§ EXERCISE DIRECTIONS
List each line of the entries below that contains the string "wing".
Start of AVAILABLE DATA
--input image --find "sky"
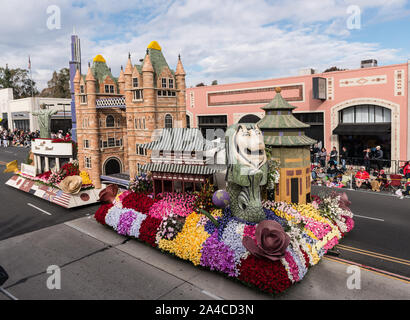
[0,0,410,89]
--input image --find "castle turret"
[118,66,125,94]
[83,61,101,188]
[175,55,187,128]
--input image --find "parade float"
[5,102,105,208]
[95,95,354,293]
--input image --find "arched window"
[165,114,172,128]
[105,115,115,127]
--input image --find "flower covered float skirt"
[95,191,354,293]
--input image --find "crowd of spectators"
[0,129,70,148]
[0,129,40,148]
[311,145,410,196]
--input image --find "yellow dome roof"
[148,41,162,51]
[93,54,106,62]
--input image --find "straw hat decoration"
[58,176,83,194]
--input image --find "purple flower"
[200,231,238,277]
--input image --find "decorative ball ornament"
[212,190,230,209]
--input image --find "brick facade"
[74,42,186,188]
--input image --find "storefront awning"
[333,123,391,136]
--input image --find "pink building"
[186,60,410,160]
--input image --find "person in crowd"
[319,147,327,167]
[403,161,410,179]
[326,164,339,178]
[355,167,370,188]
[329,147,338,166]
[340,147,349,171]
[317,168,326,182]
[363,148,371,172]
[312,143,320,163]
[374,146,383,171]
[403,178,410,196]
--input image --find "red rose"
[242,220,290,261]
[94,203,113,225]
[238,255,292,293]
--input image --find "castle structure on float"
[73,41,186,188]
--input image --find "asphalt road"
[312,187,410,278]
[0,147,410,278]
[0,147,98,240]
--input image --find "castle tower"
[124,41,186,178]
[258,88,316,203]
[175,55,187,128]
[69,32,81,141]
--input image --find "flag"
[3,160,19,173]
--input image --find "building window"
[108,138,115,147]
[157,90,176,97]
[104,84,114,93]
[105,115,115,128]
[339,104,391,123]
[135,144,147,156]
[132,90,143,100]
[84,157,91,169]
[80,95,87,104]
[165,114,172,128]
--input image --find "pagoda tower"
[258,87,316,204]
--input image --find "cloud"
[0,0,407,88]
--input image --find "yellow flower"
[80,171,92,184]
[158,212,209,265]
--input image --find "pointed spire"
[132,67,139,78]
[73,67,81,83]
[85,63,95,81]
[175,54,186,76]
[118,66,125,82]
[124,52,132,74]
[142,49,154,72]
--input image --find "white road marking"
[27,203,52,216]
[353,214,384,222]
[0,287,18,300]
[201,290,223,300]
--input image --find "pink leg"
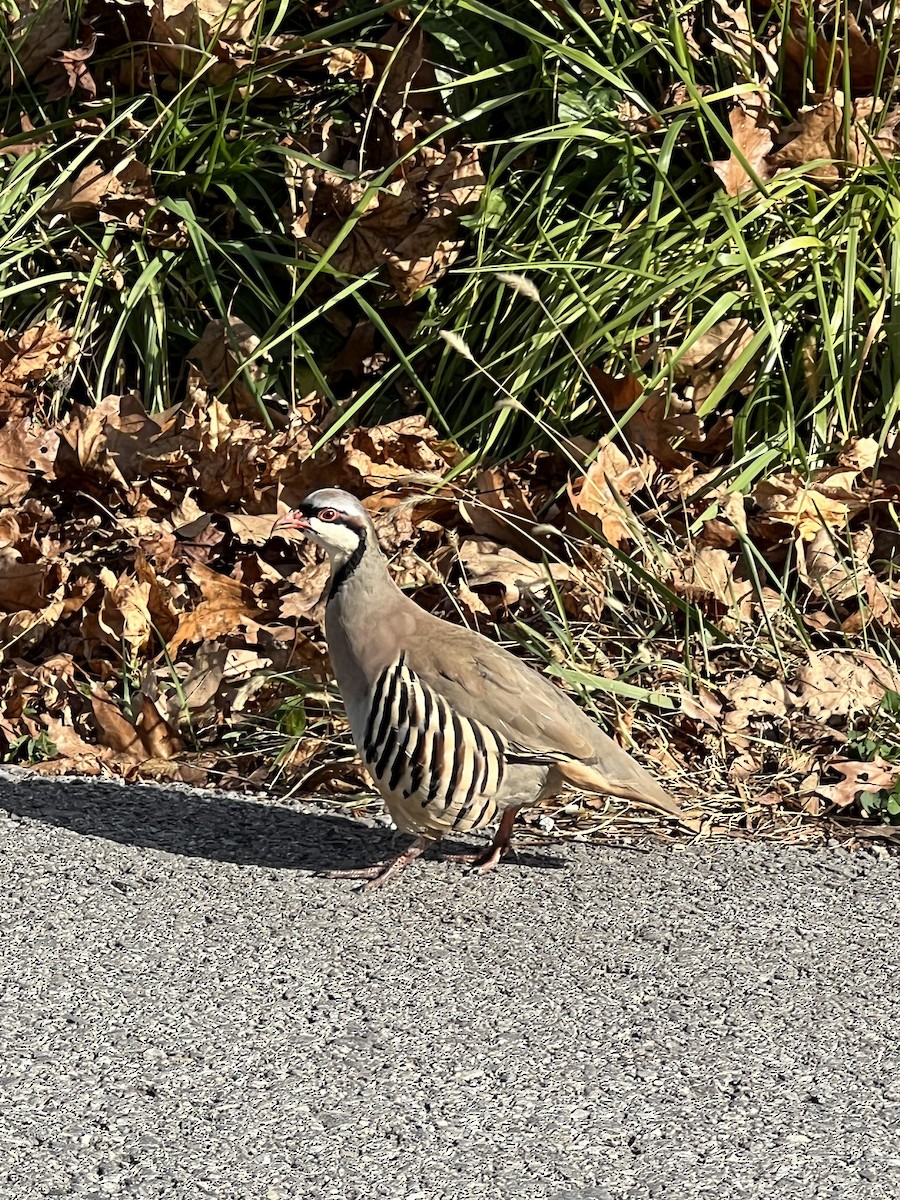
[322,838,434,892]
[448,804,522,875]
End of AVAILABLE DATA
Start of AVAILABLE DATA
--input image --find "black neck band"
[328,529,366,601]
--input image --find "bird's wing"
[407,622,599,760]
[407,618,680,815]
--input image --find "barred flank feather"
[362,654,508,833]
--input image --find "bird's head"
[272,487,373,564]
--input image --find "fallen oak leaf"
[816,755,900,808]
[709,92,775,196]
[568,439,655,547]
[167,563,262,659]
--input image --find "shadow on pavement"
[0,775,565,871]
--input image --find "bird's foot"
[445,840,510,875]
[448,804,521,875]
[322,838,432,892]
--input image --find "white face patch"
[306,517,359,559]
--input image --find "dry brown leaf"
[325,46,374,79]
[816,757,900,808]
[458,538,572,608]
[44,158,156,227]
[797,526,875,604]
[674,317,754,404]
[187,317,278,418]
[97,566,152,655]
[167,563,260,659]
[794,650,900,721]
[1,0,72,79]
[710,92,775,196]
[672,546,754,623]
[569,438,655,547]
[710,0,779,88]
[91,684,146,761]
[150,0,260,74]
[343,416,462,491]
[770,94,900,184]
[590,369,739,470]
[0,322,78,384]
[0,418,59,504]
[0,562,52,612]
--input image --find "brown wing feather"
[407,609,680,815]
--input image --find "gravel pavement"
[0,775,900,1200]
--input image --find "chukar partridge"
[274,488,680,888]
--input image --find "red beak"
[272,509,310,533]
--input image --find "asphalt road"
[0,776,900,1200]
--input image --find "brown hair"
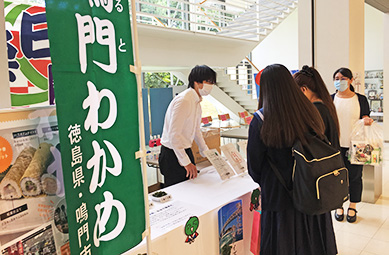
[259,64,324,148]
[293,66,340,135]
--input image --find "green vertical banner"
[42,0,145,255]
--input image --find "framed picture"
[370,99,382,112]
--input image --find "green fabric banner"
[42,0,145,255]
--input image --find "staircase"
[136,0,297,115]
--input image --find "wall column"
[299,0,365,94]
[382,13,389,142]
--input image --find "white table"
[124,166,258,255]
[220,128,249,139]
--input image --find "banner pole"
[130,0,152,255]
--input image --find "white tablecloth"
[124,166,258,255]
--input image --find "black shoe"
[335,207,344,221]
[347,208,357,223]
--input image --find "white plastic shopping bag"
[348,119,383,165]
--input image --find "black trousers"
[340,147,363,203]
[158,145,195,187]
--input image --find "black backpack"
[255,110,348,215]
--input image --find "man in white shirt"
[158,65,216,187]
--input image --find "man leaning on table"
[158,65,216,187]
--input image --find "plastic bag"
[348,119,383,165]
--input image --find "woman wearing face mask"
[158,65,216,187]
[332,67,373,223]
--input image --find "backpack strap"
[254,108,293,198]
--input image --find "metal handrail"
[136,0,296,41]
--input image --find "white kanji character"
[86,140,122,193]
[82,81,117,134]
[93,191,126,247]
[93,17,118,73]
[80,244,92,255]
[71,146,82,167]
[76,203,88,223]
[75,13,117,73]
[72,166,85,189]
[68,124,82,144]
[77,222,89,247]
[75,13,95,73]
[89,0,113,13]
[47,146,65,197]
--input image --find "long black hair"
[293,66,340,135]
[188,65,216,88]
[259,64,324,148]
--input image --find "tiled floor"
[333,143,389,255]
End of AVAILABLE DATA
§ RESPONSE BELOW
--input image --find "bird's wing"
--input image --find "brown wing feather"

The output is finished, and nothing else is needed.